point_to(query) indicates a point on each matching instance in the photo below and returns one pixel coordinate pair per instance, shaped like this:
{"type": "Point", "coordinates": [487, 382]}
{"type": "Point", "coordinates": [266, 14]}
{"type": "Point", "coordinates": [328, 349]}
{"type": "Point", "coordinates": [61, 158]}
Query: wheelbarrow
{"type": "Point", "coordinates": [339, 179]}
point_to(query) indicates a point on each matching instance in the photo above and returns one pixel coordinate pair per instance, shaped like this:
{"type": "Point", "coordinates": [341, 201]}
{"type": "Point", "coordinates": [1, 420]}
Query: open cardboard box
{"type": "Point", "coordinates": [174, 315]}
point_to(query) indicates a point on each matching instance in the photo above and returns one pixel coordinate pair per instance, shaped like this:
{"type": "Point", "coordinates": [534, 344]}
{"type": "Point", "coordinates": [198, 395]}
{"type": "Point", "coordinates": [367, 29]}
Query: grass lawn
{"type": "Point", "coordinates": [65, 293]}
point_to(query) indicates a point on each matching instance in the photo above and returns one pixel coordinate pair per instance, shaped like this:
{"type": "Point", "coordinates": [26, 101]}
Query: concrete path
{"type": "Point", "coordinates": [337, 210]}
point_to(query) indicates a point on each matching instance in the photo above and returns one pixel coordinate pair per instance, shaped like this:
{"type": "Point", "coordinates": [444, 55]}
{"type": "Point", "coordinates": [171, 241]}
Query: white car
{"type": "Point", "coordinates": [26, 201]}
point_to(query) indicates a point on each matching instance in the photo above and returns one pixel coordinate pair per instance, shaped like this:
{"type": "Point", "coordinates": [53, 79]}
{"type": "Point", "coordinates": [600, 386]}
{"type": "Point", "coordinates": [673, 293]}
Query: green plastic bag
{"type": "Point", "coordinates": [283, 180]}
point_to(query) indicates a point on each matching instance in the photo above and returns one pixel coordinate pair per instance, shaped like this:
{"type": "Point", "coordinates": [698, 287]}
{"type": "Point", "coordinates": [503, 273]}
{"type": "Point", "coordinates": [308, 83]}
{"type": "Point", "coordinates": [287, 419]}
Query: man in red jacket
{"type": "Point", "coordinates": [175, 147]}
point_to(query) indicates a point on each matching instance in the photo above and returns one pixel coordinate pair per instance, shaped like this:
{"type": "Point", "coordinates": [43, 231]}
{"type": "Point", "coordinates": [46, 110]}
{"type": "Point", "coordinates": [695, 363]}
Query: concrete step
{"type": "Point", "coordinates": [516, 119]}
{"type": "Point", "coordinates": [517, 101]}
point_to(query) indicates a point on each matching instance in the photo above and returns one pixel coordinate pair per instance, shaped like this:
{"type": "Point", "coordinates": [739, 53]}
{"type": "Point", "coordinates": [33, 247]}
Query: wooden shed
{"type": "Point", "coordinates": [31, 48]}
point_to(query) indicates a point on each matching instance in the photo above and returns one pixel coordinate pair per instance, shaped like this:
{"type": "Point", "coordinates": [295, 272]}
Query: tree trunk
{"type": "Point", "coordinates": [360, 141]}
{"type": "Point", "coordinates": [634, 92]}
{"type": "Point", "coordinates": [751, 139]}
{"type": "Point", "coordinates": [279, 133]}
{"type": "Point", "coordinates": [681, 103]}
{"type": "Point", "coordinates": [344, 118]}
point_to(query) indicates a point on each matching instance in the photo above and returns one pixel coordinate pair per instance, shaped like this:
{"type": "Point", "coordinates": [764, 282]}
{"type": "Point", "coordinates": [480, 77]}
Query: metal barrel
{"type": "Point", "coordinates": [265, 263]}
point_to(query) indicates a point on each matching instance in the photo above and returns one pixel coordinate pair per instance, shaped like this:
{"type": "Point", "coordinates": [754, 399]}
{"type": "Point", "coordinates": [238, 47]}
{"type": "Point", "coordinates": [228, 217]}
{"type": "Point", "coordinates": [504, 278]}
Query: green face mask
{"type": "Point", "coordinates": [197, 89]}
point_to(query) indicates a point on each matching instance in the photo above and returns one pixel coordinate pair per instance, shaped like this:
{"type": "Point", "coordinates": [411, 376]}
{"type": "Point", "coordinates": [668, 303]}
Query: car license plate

§

Set task
Go through the listing and print each line exactly as it appears.

The answer
point_to(query) indicates a point on each matching instance in the photo below and returns one pixel coordinate pair per instance, shaped like this:
{"type": "Point", "coordinates": [487, 382]}
{"type": "Point", "coordinates": [266, 14]}
{"type": "Point", "coordinates": [328, 349]}
{"type": "Point", "coordinates": [61, 158]}
Query: wheelbarrow
{"type": "Point", "coordinates": [339, 179]}
point_to(query) indicates a point on each matching instance in the photo above and returns one pixel coordinate pair per instance, shaped like this:
{"type": "Point", "coordinates": [341, 201]}
{"type": "Point", "coordinates": [1, 420]}
Query: open cardboard box
{"type": "Point", "coordinates": [174, 315]}
point_to(query) indicates a point on each matching instance in the photo above and returns one pixel coordinate pair per instance, shaped like this:
{"type": "Point", "coordinates": [534, 344]}
{"type": "Point", "coordinates": [198, 395]}
{"type": "Point", "coordinates": [367, 29]}
Query: grass lawn
{"type": "Point", "coordinates": [65, 293]}
point_to(query) indicates a point on each matching instance in the photo above and returns one pixel coordinate pair per instance, shaped like this:
{"type": "Point", "coordinates": [26, 101]}
Query: concrete path
{"type": "Point", "coordinates": [337, 210]}
point_to(query) indicates a point on each matching instance in the photo above and returns one pixel coordinate pair per instance, shaped like this:
{"type": "Point", "coordinates": [444, 55]}
{"type": "Point", "coordinates": [171, 241]}
Query: white car
{"type": "Point", "coordinates": [26, 201]}
point_to(query) indicates a point on each matching instance in the photo above and returns one pixel coordinate pair per instance, shaped like this:
{"type": "Point", "coordinates": [53, 79]}
{"type": "Point", "coordinates": [600, 386]}
{"type": "Point", "coordinates": [673, 293]}
Query: green plastic bag
{"type": "Point", "coordinates": [283, 180]}
point_to(query) indicates a point on each matching instance in the photo above and returns one pixel coordinate pair per instance, shaped like this:
{"type": "Point", "coordinates": [698, 287]}
{"type": "Point", "coordinates": [503, 273]}
{"type": "Point", "coordinates": [308, 83]}
{"type": "Point", "coordinates": [287, 419]}
Query: man in red jacket
{"type": "Point", "coordinates": [175, 147]}
point_to(query) indicates a point on each matching instance in the photo above and returns one pixel coordinate pair per instance, shaped like this:
{"type": "Point", "coordinates": [43, 231]}
{"type": "Point", "coordinates": [46, 110]}
{"type": "Point", "coordinates": [695, 363]}
Query: concrete step
{"type": "Point", "coordinates": [516, 119]}
{"type": "Point", "coordinates": [517, 101]}
point_to(query) indicates a point on each matching instance in the photo above and returns one pixel coordinate pair per instance, shaped like this:
{"type": "Point", "coordinates": [739, 53]}
{"type": "Point", "coordinates": [33, 247]}
Query: wooden shed
{"type": "Point", "coordinates": [31, 48]}
point_to(query) indicates a point on each matching instance in the photo above and returns one pixel coordinate pair per instance, shaped like this:
{"type": "Point", "coordinates": [295, 272]}
Query: tree trunk
{"type": "Point", "coordinates": [360, 141]}
{"type": "Point", "coordinates": [634, 92]}
{"type": "Point", "coordinates": [751, 139]}
{"type": "Point", "coordinates": [279, 133]}
{"type": "Point", "coordinates": [681, 103]}
{"type": "Point", "coordinates": [344, 118]}
point_to(query) indicates a point on each matching instance in the photo above and returns one pixel coordinate pair per instance, shaped like this:
{"type": "Point", "coordinates": [764, 282]}
{"type": "Point", "coordinates": [480, 77]}
Query: metal barrel
{"type": "Point", "coordinates": [265, 263]}
point_to(query) indicates a point on each matching instance in the photo above and returns one pixel coordinate pair per instance, shaped like this:
{"type": "Point", "coordinates": [754, 399]}
{"type": "Point", "coordinates": [238, 47]}
{"type": "Point", "coordinates": [228, 217]}
{"type": "Point", "coordinates": [504, 278]}
Query: green face mask
{"type": "Point", "coordinates": [197, 89]}
point_to(query) indicates a point on each matching instance in the photo above and returns one pixel coordinate pair per instance, shaped like this:
{"type": "Point", "coordinates": [411, 376]}
{"type": "Point", "coordinates": [668, 303]}
Query: car license plate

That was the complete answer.